- Short task:
Output the data word for word, dropping every image.

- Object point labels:
-*-
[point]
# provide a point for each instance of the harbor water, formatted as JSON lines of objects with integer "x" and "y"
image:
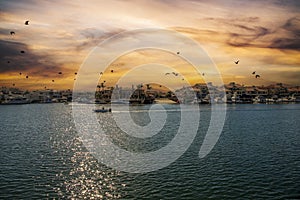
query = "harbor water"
{"x": 256, "y": 157}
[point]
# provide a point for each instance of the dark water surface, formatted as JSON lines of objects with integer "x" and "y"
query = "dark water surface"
{"x": 256, "y": 157}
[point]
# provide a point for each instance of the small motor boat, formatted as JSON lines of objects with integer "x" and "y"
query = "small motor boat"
{"x": 103, "y": 110}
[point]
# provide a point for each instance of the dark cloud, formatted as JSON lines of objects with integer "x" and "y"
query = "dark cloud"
{"x": 291, "y": 40}
{"x": 11, "y": 60}
{"x": 94, "y": 36}
{"x": 248, "y": 38}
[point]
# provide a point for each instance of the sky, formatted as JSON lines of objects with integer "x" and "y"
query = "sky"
{"x": 263, "y": 35}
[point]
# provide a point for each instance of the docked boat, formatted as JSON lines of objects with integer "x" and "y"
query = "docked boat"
{"x": 102, "y": 110}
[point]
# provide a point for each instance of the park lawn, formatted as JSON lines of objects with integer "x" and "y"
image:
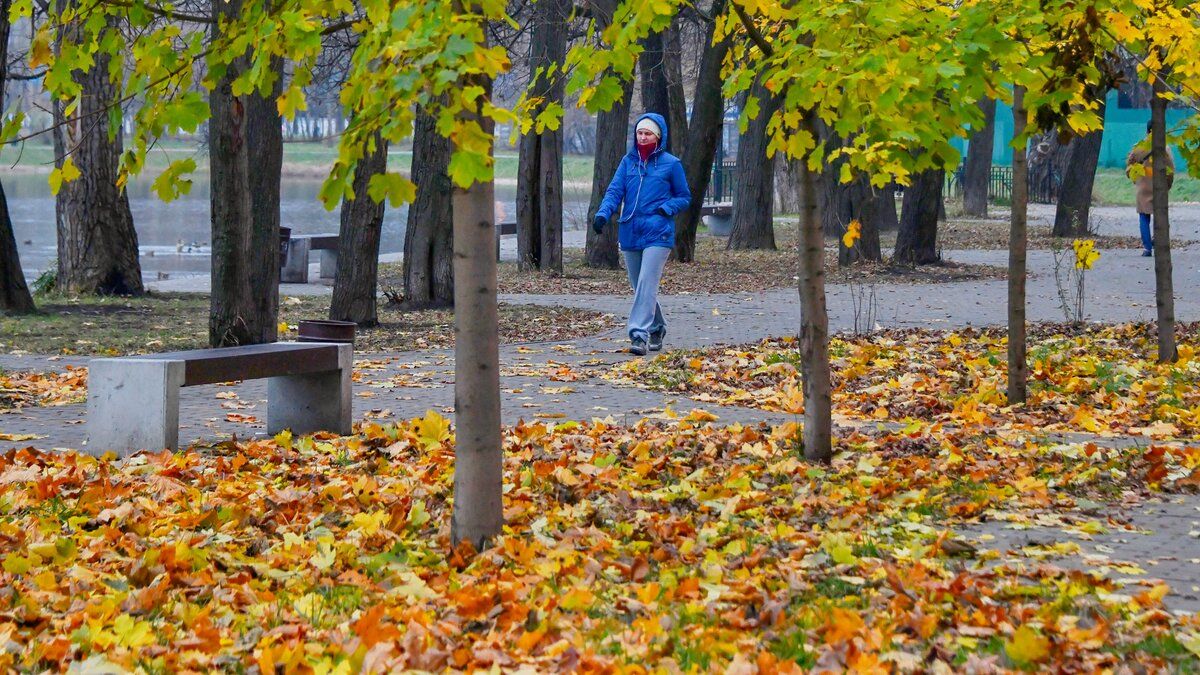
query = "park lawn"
{"x": 1097, "y": 378}
{"x": 1113, "y": 187}
{"x": 165, "y": 322}
{"x": 714, "y": 270}
{"x": 684, "y": 545}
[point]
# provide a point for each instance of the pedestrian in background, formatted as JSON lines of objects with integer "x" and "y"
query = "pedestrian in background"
{"x": 649, "y": 187}
{"x": 1145, "y": 186}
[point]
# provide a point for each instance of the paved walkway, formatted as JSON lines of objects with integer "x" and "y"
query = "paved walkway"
{"x": 552, "y": 381}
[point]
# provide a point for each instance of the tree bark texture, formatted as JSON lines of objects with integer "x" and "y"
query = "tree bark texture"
{"x": 15, "y": 296}
{"x": 814, "y": 321}
{"x": 977, "y": 169}
{"x": 540, "y": 166}
{"x": 754, "y": 192}
{"x": 1164, "y": 284}
{"x": 357, "y": 281}
{"x": 612, "y": 142}
{"x": 1018, "y": 238}
{"x": 479, "y": 451}
{"x": 663, "y": 85}
{"x": 1074, "y": 208}
{"x": 917, "y": 239}
{"x": 96, "y": 242}
{"x": 244, "y": 132}
{"x": 703, "y": 135}
{"x": 429, "y": 236}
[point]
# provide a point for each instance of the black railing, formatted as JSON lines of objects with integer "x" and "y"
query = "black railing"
{"x": 1043, "y": 187}
{"x": 720, "y": 187}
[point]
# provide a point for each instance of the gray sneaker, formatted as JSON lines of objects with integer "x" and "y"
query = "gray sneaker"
{"x": 637, "y": 347}
{"x": 657, "y": 341}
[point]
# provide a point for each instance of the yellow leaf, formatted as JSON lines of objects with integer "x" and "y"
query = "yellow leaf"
{"x": 1027, "y": 646}
{"x": 853, "y": 233}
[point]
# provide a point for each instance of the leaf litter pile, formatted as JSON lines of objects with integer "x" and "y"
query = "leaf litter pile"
{"x": 1097, "y": 378}
{"x": 675, "y": 547}
{"x": 19, "y": 389}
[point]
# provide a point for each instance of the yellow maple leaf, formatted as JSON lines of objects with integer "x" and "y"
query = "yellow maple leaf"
{"x": 1027, "y": 646}
{"x": 853, "y": 233}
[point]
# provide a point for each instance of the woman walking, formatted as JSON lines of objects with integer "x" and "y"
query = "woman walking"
{"x": 653, "y": 187}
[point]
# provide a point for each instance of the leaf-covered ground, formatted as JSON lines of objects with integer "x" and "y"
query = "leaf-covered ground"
{"x": 165, "y": 322}
{"x": 675, "y": 547}
{"x": 1096, "y": 378}
{"x": 22, "y": 389}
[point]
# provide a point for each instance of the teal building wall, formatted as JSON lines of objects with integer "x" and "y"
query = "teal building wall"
{"x": 1123, "y": 127}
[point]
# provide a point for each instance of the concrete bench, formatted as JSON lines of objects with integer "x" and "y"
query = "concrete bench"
{"x": 133, "y": 401}
{"x": 295, "y": 264}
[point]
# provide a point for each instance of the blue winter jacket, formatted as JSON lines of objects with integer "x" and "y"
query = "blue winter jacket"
{"x": 646, "y": 187}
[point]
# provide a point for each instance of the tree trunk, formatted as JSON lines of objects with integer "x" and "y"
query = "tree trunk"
{"x": 977, "y": 171}
{"x": 814, "y": 321}
{"x": 15, "y": 296}
{"x": 663, "y": 85}
{"x": 1164, "y": 286}
{"x": 612, "y": 142}
{"x": 1018, "y": 369}
{"x": 355, "y": 284}
{"x": 703, "y": 135}
{"x": 540, "y": 167}
{"x": 429, "y": 237}
{"x": 97, "y": 244}
{"x": 244, "y": 132}
{"x": 479, "y": 451}
{"x": 754, "y": 193}
{"x": 889, "y": 219}
{"x": 1075, "y": 192}
{"x": 917, "y": 239}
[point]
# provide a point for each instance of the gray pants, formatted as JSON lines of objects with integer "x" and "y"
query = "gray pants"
{"x": 645, "y": 270}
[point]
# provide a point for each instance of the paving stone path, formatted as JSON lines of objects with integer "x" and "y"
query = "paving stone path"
{"x": 555, "y": 381}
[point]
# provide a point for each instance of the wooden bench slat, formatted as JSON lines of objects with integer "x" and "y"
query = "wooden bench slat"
{"x": 251, "y": 362}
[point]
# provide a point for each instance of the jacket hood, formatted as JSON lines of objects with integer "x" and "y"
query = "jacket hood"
{"x": 663, "y": 124}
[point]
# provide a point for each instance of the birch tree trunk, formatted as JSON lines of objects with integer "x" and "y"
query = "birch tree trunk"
{"x": 703, "y": 135}
{"x": 814, "y": 321}
{"x": 15, "y": 296}
{"x": 479, "y": 452}
{"x": 429, "y": 236}
{"x": 96, "y": 242}
{"x": 540, "y": 166}
{"x": 917, "y": 239}
{"x": 1018, "y": 368}
{"x": 1164, "y": 285}
{"x": 603, "y": 251}
{"x": 357, "y": 281}
{"x": 244, "y": 132}
{"x": 754, "y": 197}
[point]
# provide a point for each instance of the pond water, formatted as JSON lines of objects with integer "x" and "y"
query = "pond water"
{"x": 173, "y": 239}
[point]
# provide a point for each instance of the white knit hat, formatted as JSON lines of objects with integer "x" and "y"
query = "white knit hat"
{"x": 649, "y": 125}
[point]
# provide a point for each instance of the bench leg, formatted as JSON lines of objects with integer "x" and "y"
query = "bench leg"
{"x": 312, "y": 402}
{"x": 133, "y": 405}
{"x": 295, "y": 269}
{"x": 328, "y": 263}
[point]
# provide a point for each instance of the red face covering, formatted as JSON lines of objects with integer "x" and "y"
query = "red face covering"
{"x": 645, "y": 150}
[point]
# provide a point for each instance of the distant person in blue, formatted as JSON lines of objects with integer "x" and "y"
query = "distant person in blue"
{"x": 652, "y": 185}
{"x": 1140, "y": 155}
-*-
- Response to the task:
[point]
# provide a point for each instance of the harbor water, formatted as JSON lines of objects with integer "x" and "y"
image:
query = "harbor water"
{"x": 256, "y": 157}
[point]
# provide a point for each instance of the dark water surface, formatted as JSON lines of objects with integer "x" and "y"
query = "dark water surface"
{"x": 256, "y": 157}
[point]
# provide a point for each instance of the small motor boat, formatted as JSON lines of objects with integer "x" and "y"
query = "small motor boat"
{"x": 103, "y": 110}
[point]
# provide a point for each instance of the dark cloud, formatted as JSON lines of objects with integer "x" and "y"
query = "dark cloud"
{"x": 291, "y": 40}
{"x": 11, "y": 60}
{"x": 94, "y": 36}
{"x": 248, "y": 38}
[point]
# provide a point for each instance of the sky, formatted as JSON lines of objects with integer "x" and "y"
query = "sky"
{"x": 263, "y": 35}
[point]
# provide a point for each instance of the docked boat, formatted as JSON lines of objects with integer "x" and "y"
query = "docked boat"
{"x": 102, "y": 110}
[point]
# provide a point for each instance of the park lawn, formatted as JSON lines of objects with integer "x" and "y"
image:
query = "park lawn"
{"x": 1097, "y": 378}
{"x": 1113, "y": 187}
{"x": 165, "y": 322}
{"x": 714, "y": 270}
{"x": 684, "y": 545}
[point]
# provide a point for each instance of the pedestrian in background, formatted as JSON lines of objects with integer "x" and "y"
query = "pedestrian in background"
{"x": 649, "y": 187}
{"x": 1145, "y": 186}
[point]
# provide a point for each instance of the paved walkway, formatted as JSON lines of objects with integer "x" and "y"
query = "paved walkway"
{"x": 552, "y": 381}
[point]
# provide a point for each instance of the tree bark texture, formatted as JSON lines of objects with integer "x" and "y"
query = "tree bark texture"
{"x": 15, "y": 296}
{"x": 814, "y": 321}
{"x": 977, "y": 169}
{"x": 540, "y": 166}
{"x": 754, "y": 192}
{"x": 1164, "y": 284}
{"x": 357, "y": 281}
{"x": 612, "y": 142}
{"x": 1018, "y": 238}
{"x": 479, "y": 451}
{"x": 663, "y": 85}
{"x": 1074, "y": 208}
{"x": 917, "y": 239}
{"x": 96, "y": 242}
{"x": 244, "y": 132}
{"x": 703, "y": 135}
{"x": 429, "y": 236}
[point]
# provide a point for each instance of the black railing, formatted as JSON lines of objects with integer "x" and "y"
query = "black railing"
{"x": 1043, "y": 187}
{"x": 720, "y": 187}
[point]
# provide a point for each instance of the gray sneaker, formatted as JSON lines of objects with integer "x" and "y"
query = "gray sneaker"
{"x": 637, "y": 347}
{"x": 657, "y": 341}
[point]
# provide a point for each instance of the yellow leaf, formatted as JSON lines of objects with integer "x" and "y"
query = "yellow leaf"
{"x": 1027, "y": 646}
{"x": 853, "y": 233}
[point]
# provide a point for each instance of the leaf litter pile, formatted as JSON lines of objects with integer "x" and "y"
query = "leaf litter pile"
{"x": 1097, "y": 378}
{"x": 675, "y": 547}
{"x": 19, "y": 389}
[point]
# provide a point for each instance of the yellow maple leaf, formatted as JSON lines of objects with integer "x" and "y"
query = "yellow maple leaf"
{"x": 1027, "y": 646}
{"x": 853, "y": 233}
[point]
# provide a point for each instance of the woman walking, formatted as JSON lines of objects with integer "x" and "y"
query = "woman walking"
{"x": 653, "y": 187}
[point]
# provide a point for each instance of the leaf-covered ground, formatted as JSON lines of objects with integer "x" and "y"
query = "leaf-covered ground"
{"x": 165, "y": 322}
{"x": 675, "y": 547}
{"x": 1096, "y": 378}
{"x": 22, "y": 389}
[point]
# provide a point for each instance of the teal building wall, formatted as JSON lines of objects with integer "x" and "y"
query = "teal building wall"
{"x": 1123, "y": 127}
[point]
# provide a point for each instance of the concrete bench, formatted as JSON lines of objects with integer "x" and "y"
query = "concrete bench"
{"x": 133, "y": 401}
{"x": 295, "y": 264}
[point]
# provide a point for each instance of the blue winter jacket, formatted as JSON lines of objects with integer "x" and "y"
query = "blue winter jacket"
{"x": 646, "y": 187}
[point]
# provide a point for each instance of the tree trunk, formatted as JSON lines of objects with integer "x" and "y"
query = "tree trunk"
{"x": 977, "y": 171}
{"x": 814, "y": 321}
{"x": 15, "y": 296}
{"x": 663, "y": 85}
{"x": 1164, "y": 286}
{"x": 612, "y": 142}
{"x": 1018, "y": 369}
{"x": 355, "y": 284}
{"x": 703, "y": 135}
{"x": 540, "y": 167}
{"x": 429, "y": 237}
{"x": 97, "y": 244}
{"x": 244, "y": 132}
{"x": 479, "y": 451}
{"x": 754, "y": 193}
{"x": 889, "y": 219}
{"x": 1075, "y": 192}
{"x": 917, "y": 239}
[point]
# provide a point for each instance of the gray pants, formatted as JSON lines of objects with integer "x" and "y"
query = "gray pants"
{"x": 645, "y": 270}
[point]
# provide a point for each instance of the paving stone path, formatted as JSON lines of objects with integer "x" and "y"
query = "paving stone path"
{"x": 555, "y": 381}
[point]
# provide a point for each instance of the wooden bench slat, formatted as JSON lines of objects with integer "x" and "y"
query = "wooden bench slat"
{"x": 251, "y": 362}
[point]
# provide a point for each instance of the jacket hood, formatted as JSON lines of objects with integer "x" and "y"
query = "jacket hood"
{"x": 663, "y": 124}
[point]
# provide a point for each instance of the birch tree trunk, formatted as JSON lines of objects with integer "x" and "y"
query = "birch tree trunk"
{"x": 703, "y": 135}
{"x": 814, "y": 321}
{"x": 15, "y": 296}
{"x": 479, "y": 452}
{"x": 429, "y": 236}
{"x": 96, "y": 242}
{"x": 540, "y": 166}
{"x": 917, "y": 239}
{"x": 1018, "y": 368}
{"x": 1164, "y": 285}
{"x": 603, "y": 251}
{"x": 357, "y": 281}
{"x": 244, "y": 132}
{"x": 754, "y": 197}
[point]
# provide a point for each instance of the pond water, formatted as JSON lines of objects with integer "x" and "y"
query = "pond water"
{"x": 173, "y": 239}
[point]
# provide a point for each instance of the white knit hat, formatted as JSON lines of objects with integer "x" and "y"
query = "white knit hat"
{"x": 649, "y": 125}
[point]
# provide a point for each instance of the bench leg, formatted as JSON lines of objects with integer "x" and "y"
query = "bench leg"
{"x": 312, "y": 402}
{"x": 133, "y": 405}
{"x": 295, "y": 269}
{"x": 328, "y": 263}
[point]
# provide a point for each instance of the red face covering, formatted as JSON lines of objects with integer "x" and "y"
query = "red face covering"
{"x": 645, "y": 150}
[point]
# provide a point for each instance of the distant person in blue, formatted as JSON lines of objects with integer "x" and "y"
query = "distant person in blue"
{"x": 652, "y": 185}
{"x": 1140, "y": 155}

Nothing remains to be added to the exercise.